▸ DATA SUPPLIED:
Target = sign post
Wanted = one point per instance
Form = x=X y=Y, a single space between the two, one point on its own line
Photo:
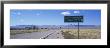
x=74 y=19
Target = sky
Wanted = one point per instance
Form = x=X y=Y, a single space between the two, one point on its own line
x=52 y=17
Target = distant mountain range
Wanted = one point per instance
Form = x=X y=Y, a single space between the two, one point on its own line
x=57 y=26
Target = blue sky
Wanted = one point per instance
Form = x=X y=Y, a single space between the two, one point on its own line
x=52 y=17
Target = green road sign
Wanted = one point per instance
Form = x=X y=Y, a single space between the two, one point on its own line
x=73 y=18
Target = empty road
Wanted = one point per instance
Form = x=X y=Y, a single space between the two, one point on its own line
x=52 y=34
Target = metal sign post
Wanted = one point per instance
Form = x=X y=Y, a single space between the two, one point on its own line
x=73 y=19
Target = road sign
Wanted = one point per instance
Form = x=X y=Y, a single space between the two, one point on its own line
x=73 y=18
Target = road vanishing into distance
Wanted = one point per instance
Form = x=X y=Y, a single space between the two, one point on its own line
x=51 y=34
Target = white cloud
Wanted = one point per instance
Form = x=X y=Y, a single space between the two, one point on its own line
x=76 y=12
x=66 y=13
x=37 y=14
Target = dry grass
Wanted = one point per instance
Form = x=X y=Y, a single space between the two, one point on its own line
x=14 y=32
x=83 y=33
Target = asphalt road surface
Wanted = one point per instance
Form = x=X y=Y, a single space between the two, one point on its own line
x=52 y=34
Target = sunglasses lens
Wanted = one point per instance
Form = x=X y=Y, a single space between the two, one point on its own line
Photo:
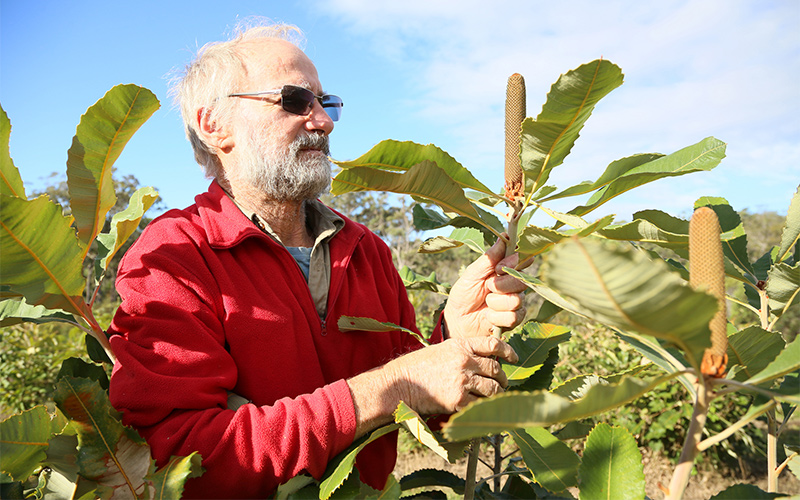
x=297 y=100
x=333 y=106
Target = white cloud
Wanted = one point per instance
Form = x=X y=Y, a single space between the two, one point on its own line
x=693 y=69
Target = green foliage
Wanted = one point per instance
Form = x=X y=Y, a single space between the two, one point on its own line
x=624 y=283
x=82 y=450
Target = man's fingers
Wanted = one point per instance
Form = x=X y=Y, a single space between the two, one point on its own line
x=490 y=346
x=505 y=284
x=504 y=301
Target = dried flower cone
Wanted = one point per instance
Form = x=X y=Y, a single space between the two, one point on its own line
x=515 y=113
x=707 y=273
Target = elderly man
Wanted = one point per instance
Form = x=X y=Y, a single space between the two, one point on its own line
x=240 y=294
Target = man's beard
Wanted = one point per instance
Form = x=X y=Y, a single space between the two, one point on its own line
x=288 y=175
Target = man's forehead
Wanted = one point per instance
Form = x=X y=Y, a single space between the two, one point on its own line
x=278 y=62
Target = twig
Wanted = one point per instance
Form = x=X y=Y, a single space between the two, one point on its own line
x=680 y=478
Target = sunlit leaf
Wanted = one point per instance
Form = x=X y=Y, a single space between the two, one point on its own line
x=614 y=171
x=102 y=134
x=438 y=244
x=705 y=155
x=42 y=258
x=340 y=468
x=10 y=180
x=624 y=289
x=414 y=281
x=786 y=362
x=168 y=481
x=753 y=349
x=668 y=359
x=424 y=180
x=783 y=287
x=553 y=464
x=433 y=477
x=112 y=455
x=419 y=429
x=533 y=345
x=14 y=311
x=24 y=438
x=351 y=323
x=612 y=465
x=520 y=410
x=548 y=139
x=123 y=224
x=791 y=229
x=401 y=156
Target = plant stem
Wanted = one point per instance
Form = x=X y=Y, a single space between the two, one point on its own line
x=472 y=466
x=680 y=478
x=772 y=453
x=708 y=443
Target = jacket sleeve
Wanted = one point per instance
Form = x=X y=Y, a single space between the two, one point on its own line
x=173 y=374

▸ WHAT IS BEING ASKED: Quote, without alteration, the lines running from the line containing "Target = asphalt road surface" to the last line of the entries, and include no pictures.

▸ OUTPUT OF THE EXERCISE:
Target = asphalt road surface
Wanted = one point per instance
Form = x=X y=Y, a single space between the two, one point on its own line
x=52 y=34
Target = sunglasses lens
Wanted = one point per instance
Form = x=X y=Y, a single space between the two, one point on its own line
Photo:
x=297 y=100
x=333 y=106
Target = white cloud
Wanted = one point per instance
Form = x=X y=Y, a single space between the two, one point on its own line
x=693 y=69
Target = green foliage
Wanted = one point per instance
Form = x=X y=Y, a single space between the two, one point on its own line
x=624 y=283
x=82 y=450
Target = man's fingers
Wanted = one point per instance
Form = x=X y=Y, a single space between the two, one point on its own line
x=490 y=346
x=505 y=284
x=504 y=301
Target = dried flower cone
Wanted = one point per instance
Form = x=X y=Y, a single space between the two, one point on its own line
x=515 y=113
x=707 y=273
Target = elderly man
Wanted = one point per instance
Form = x=X y=Y, a single space between the two, one point on its own line
x=240 y=294
Target = man's beard
Wanted = one point per instance
Form = x=X y=Y, a single space between the two, one point on its own line
x=288 y=175
Target = man's forehead
Wanted = one point per instance
Form = x=X y=Y, a single space between the two, one point on its own line
x=278 y=62
Target = twig
Wanted = one point per instance
Form = x=X y=Y, a single space between the two, one point on its own line
x=680 y=478
Target = sunlit leaf
Wanted = one point per instance
Form = x=X y=Y, a single space between the two, one point on its own line
x=614 y=171
x=102 y=134
x=438 y=244
x=705 y=155
x=42 y=258
x=340 y=468
x=10 y=180
x=624 y=289
x=414 y=281
x=786 y=362
x=168 y=481
x=753 y=349
x=668 y=359
x=424 y=180
x=783 y=287
x=553 y=464
x=433 y=477
x=112 y=455
x=419 y=429
x=533 y=345
x=14 y=311
x=24 y=438
x=351 y=323
x=612 y=465
x=520 y=410
x=548 y=139
x=123 y=224
x=791 y=229
x=401 y=156
Target = plant stem
Wanted = one point per instance
Form = x=X y=Y, a single space between the two, one point on its own line
x=472 y=466
x=680 y=478
x=772 y=453
x=708 y=443
Target = jacket sleeve
Wanted = one point per instance
Form = x=X y=Y, a single space between the two, one point on its own line
x=173 y=374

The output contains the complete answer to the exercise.